“There is no other place like All-Options that welcomes people’s real stories and struggles with pregnancy, parenting, abortion, and adoption, without judgment or agenda.”
Ten years ago I became the first executive director and first full-time staff person at this special little organization, then known as Backline. At that time our annual budget was just $95,000 and our Talkline answered about 600 calls in a year. We had two staff (including me!), about 25 volunteer advocates between Portland OR and Bloomington IN, and a big vision for providing unconditional, judgment-free support to people in all their experiences with pregnancy, parenting, abortion, and adoption.
Side note: I’ve been an executive director three times in my career – at ACCESS Reproductive Justice, the California Coalition for Reproductive Freedom, and now All-Options – and in all three organizations, I followed the founder. I love coming into an organization with a vision and values that I believe in, and helping to bring it the structure and resources it needs to grow and thrive. I always try to bring my doula and options counseling mindset to my leadership: listening, supporting, making connections, trusting the process, and learning as we go.
I was the ED at ACCESS RJ when Backline was first founded in 2004. When I met our founder, Grayson Dempsey, at a conference in 2006, we bonded over our shared belief in standing for abortion rights while also holding space for the messy complexity of people’s feelings about their pregnancy and parenting decisions. That was – and still is – a rare approach to take in the reproductive health, rights, and justice movements.
For so many reasons, our movement stays on the defensive, and it’s hard to make space for nuance and complexity when you’re in a reactive place. We prioritize arguments that will help win policy even if that means oversimplifying and sanitizing people’s needs and experiences. We’re afraid to admit that lots of people have complicated feelings about abortion (including people who have abortions), or that crisis pregnancy centers sound like a good idea to most people because they know parents need more support. We’ve focused on preventing pregnancy and defending abortion without examining our implicit bias about who deserves to be supported and celebrated if they want to parent – and we’ve allowed anti-abortion groups to take up way too much space in pregnancy loss, parenting, and adoption.
┄┄┄┄┄┄┄┄┄┄┄┄┄┄┄┄┄┄┄┄
■ ASSIGNED TASK 1:
Answer these questions from the All-Options passage:
(a) What was the organization's annual budget when the writer became its first executive director?
(b) In what year was Backline first founded?
(c) At what event did the writer meet Grayson Dempsey, and in what year?
■ ASSIGNED TASK 2: Reproduce the All-Options passage between "Ten years ago" and "abortion, and adoption.", inclusive.
None of the data is needed.

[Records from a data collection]
┄┄┄┄┄┄┄┄┄┄┄┄┄┄┄┄┄┄┄┄
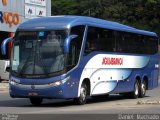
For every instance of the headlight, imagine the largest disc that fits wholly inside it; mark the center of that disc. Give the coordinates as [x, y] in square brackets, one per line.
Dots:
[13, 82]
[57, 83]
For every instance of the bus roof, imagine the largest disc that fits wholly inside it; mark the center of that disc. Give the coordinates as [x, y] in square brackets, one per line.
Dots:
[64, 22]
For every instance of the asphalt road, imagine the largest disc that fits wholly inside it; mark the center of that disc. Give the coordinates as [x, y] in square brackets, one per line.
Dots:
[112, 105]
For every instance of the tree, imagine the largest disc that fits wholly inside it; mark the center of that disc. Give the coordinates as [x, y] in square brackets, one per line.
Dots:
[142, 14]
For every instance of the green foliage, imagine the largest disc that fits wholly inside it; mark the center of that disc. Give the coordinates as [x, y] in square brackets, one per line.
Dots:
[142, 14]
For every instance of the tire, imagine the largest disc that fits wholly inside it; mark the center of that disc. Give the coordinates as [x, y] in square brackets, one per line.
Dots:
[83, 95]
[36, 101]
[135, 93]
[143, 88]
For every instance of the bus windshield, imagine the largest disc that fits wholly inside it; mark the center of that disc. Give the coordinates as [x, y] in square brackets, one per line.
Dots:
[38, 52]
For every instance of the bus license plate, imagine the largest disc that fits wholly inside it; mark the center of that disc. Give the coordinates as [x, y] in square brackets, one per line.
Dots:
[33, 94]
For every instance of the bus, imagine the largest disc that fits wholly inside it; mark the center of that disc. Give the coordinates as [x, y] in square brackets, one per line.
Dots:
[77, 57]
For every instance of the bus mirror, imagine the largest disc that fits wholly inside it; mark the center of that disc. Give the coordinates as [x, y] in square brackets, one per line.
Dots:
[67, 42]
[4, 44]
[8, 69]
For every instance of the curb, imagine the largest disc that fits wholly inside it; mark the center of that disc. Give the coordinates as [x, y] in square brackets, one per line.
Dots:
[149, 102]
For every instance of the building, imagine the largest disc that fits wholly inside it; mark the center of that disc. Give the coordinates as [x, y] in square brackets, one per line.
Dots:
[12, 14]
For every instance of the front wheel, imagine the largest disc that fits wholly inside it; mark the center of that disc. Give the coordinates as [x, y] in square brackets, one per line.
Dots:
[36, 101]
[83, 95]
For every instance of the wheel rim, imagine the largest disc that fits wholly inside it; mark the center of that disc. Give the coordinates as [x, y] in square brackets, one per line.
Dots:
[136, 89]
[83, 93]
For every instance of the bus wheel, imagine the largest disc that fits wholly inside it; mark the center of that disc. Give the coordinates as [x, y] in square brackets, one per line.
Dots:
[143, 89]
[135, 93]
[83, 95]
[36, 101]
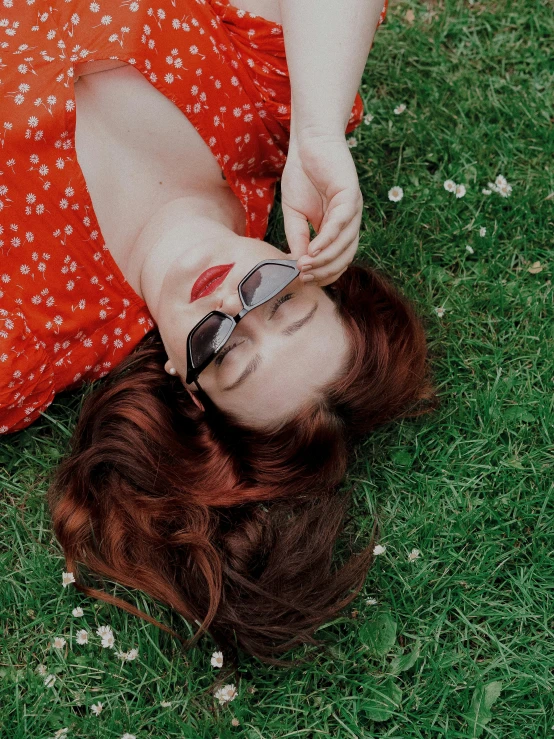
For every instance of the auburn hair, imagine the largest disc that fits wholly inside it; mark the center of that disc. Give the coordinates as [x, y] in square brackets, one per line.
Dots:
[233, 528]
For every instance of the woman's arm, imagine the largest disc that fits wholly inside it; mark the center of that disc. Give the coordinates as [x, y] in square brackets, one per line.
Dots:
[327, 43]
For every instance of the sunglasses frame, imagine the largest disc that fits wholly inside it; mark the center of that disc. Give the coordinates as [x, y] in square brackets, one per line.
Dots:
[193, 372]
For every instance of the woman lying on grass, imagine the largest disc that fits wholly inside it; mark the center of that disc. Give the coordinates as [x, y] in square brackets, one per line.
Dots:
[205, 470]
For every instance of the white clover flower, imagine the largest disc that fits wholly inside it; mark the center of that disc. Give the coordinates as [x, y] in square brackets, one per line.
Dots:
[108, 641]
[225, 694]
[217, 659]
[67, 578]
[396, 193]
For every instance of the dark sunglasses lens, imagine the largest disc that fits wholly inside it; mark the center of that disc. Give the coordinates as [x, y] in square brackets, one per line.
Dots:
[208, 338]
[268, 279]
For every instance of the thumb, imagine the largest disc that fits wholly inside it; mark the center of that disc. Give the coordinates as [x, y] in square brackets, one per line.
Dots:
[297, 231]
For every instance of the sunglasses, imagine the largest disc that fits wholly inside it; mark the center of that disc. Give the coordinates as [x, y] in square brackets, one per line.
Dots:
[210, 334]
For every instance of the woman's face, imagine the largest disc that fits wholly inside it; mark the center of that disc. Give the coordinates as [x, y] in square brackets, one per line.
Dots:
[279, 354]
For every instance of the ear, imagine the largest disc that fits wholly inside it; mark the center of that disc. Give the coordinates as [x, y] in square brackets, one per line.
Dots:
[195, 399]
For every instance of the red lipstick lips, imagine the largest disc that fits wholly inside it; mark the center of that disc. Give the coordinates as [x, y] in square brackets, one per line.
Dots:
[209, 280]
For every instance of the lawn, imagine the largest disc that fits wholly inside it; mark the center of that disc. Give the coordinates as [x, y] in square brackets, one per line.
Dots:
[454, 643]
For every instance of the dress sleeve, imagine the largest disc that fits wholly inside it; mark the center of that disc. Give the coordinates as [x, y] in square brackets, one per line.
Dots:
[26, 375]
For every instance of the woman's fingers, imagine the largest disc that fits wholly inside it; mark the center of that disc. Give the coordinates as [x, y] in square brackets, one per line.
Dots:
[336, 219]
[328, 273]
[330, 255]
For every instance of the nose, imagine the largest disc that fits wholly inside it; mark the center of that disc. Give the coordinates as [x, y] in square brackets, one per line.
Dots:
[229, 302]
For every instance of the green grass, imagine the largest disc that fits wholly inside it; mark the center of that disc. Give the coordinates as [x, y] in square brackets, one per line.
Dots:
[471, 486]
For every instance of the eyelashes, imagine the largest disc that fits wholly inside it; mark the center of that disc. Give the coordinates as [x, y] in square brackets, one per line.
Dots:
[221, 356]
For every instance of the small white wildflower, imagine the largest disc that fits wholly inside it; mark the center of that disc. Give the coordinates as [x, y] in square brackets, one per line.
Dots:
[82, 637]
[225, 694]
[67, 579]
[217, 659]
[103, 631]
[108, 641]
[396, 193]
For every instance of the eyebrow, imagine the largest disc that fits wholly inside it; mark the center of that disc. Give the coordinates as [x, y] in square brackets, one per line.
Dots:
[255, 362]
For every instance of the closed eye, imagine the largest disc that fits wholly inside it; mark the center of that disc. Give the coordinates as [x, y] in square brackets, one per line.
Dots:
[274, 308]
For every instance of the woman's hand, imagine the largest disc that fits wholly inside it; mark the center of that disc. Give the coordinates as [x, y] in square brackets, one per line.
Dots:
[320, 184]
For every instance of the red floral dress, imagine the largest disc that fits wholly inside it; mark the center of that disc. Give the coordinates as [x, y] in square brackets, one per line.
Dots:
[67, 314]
┄┄┄┄┄┄┄┄┄┄┄┄┄┄┄┄┄┄┄┄
■ ANSWER 1:
(a) $95,000
(b) 2004
(c) At a conference, in 2006

■ ANSWER 2:
Ten years ago I became the first executive director and first full-time staff person at this special little organization, then known as Backline. At that time our annual budget was just $95,000 and our Talkline answered about 600 calls in a year. We had two staff (including me!), about 25 volunteer advocates between Portland OR and Bloomington IN, and a big vision for providing unconditional, judgment-free support to people in all their experiences with pregnancy, parenting, abortion, and adoption.